### Ketentuan Tugas
Tulis kembali bagian kutipan halaman yang diawali kata-kata "Catatan sejarah lainnya" dan diakhiri "(Dols, 1987, 382-383).". Tukar setiap "rumah sakit" di dalamnya dengan "bīmāristān".

### Kutipan Halaman
================

Pentingnya kedudukan Jūndī-Shāpūr membuat dokter-dokter dari keluarga Ibn Bakhtīshū di lembaga pengobatan itu, Jurjis dan kemudian cucunya Jibril, diundang masing-masing oleh al-Manṣūr (w. 775) dan Hārūn al-Rashīd (w. 809) untuk menjadi dokter istana. Bahkan dikatakan bahwa Hārūn al-Rashīd telah meminta Jibrīl Ibn Bakhtīshū untuk membangun sebuah rumah sakit atau bīmāristān di Baghdad (Hamarneh, 1962, 367-368).

Catatan sejarah lainnya menyebutkan keberadaan rumah sakit yang dibangun oleh wazir al-Rashīd, yaitu Yaḥyā ibn Khālid dari keluarga Barmakid. Dua orang dokter India, Mankah (atau Kankah) dan Ibn Dahn, bekerja di rumah sakit tersebut dan keduanya juga ditugasi untuk menerjemahkan beberapa karya kedokteran India ke dalam bahasa Arab (Dols, 1987, 382-383).

================

### Entri yang Diberikan

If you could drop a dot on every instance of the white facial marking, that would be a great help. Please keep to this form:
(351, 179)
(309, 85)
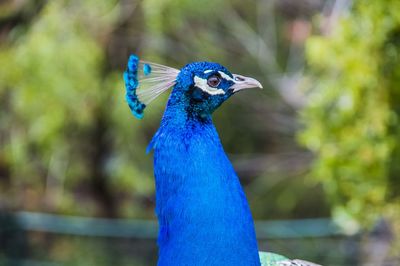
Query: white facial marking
(202, 84)
(225, 76)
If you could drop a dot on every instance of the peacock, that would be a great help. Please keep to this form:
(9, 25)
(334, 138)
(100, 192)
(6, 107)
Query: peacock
(203, 214)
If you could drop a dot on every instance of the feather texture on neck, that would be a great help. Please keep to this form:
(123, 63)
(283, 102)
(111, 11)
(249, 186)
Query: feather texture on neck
(202, 210)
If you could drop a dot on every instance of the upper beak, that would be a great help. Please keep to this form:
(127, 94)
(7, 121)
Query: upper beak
(242, 82)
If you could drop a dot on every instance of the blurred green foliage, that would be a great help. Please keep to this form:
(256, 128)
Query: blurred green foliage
(352, 116)
(69, 143)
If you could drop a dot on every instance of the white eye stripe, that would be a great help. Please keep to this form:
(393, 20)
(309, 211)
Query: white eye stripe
(202, 84)
(225, 76)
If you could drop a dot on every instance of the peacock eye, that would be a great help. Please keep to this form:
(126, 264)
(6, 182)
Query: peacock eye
(213, 81)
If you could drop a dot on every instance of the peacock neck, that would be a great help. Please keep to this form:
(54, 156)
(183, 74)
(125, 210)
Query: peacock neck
(202, 210)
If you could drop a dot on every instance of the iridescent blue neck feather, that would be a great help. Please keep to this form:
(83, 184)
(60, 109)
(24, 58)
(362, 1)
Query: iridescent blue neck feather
(202, 210)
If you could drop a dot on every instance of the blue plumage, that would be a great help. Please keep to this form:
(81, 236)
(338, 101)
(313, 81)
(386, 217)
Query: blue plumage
(131, 83)
(203, 213)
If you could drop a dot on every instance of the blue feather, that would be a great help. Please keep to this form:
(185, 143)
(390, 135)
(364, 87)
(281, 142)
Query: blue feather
(202, 211)
(131, 84)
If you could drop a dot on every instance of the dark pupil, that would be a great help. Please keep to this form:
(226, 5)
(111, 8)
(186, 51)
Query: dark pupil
(213, 81)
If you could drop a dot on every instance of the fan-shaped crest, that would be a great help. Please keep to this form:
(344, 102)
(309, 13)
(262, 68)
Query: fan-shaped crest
(145, 81)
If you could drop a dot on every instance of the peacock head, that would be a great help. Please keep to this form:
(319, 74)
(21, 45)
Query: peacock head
(199, 88)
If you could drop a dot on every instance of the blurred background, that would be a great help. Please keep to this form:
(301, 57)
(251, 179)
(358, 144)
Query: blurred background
(318, 150)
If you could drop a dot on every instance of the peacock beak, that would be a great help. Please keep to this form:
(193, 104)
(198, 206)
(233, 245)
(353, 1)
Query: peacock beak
(242, 82)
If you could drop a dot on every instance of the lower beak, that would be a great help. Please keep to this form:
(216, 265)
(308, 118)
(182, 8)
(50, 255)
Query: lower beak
(242, 82)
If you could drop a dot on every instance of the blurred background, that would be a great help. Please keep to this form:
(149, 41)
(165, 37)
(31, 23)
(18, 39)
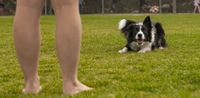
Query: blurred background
(7, 7)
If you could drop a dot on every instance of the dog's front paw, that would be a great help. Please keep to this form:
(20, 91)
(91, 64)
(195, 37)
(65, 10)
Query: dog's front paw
(124, 50)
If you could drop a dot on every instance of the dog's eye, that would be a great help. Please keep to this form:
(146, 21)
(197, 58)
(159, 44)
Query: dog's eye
(137, 29)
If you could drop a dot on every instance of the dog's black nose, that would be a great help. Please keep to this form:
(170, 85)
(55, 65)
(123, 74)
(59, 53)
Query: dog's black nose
(139, 35)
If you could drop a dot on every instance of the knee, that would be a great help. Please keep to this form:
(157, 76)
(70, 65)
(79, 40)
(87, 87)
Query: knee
(66, 3)
(30, 3)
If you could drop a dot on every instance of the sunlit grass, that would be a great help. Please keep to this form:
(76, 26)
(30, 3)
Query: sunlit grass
(170, 73)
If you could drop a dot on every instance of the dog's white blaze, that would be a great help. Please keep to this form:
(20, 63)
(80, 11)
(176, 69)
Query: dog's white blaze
(122, 24)
(140, 32)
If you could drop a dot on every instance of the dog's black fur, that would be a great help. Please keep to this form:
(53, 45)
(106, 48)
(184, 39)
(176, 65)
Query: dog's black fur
(142, 36)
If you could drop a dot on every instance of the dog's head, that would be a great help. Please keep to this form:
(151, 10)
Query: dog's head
(138, 32)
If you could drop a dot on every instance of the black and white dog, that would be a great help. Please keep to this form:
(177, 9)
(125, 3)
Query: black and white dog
(142, 36)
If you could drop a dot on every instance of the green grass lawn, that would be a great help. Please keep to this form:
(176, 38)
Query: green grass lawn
(170, 73)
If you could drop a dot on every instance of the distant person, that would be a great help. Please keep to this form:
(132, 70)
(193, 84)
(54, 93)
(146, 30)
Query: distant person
(81, 3)
(1, 7)
(196, 6)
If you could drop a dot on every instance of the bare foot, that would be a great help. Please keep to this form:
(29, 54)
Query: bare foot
(75, 88)
(29, 90)
(32, 87)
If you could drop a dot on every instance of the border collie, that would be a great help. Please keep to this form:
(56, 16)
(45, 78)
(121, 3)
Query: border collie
(142, 36)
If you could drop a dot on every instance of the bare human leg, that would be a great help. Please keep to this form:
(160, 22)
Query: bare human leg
(68, 37)
(27, 41)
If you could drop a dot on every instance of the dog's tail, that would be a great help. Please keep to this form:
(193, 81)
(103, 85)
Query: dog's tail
(161, 42)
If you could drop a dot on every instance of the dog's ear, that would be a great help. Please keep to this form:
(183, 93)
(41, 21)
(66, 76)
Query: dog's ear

================

### Penyelesaian
Catatan sejarah lainnya menyebutkan keberadaan bīmāristān yang dibangun oleh wazir al-Rashīd, yaitu Yaḥyā ibn Khālid dari keluarga Barmakid. Dua orang dokter India, Mankah (atau Kankah) dan Ibn Dahn, bekerja di bīmāristān tersebut dan keduanya juga ditugasi untuk menerjemahkan beberapa karya kedokteran India ke dalam bahasa Arab (Dols, 1987, 382-383).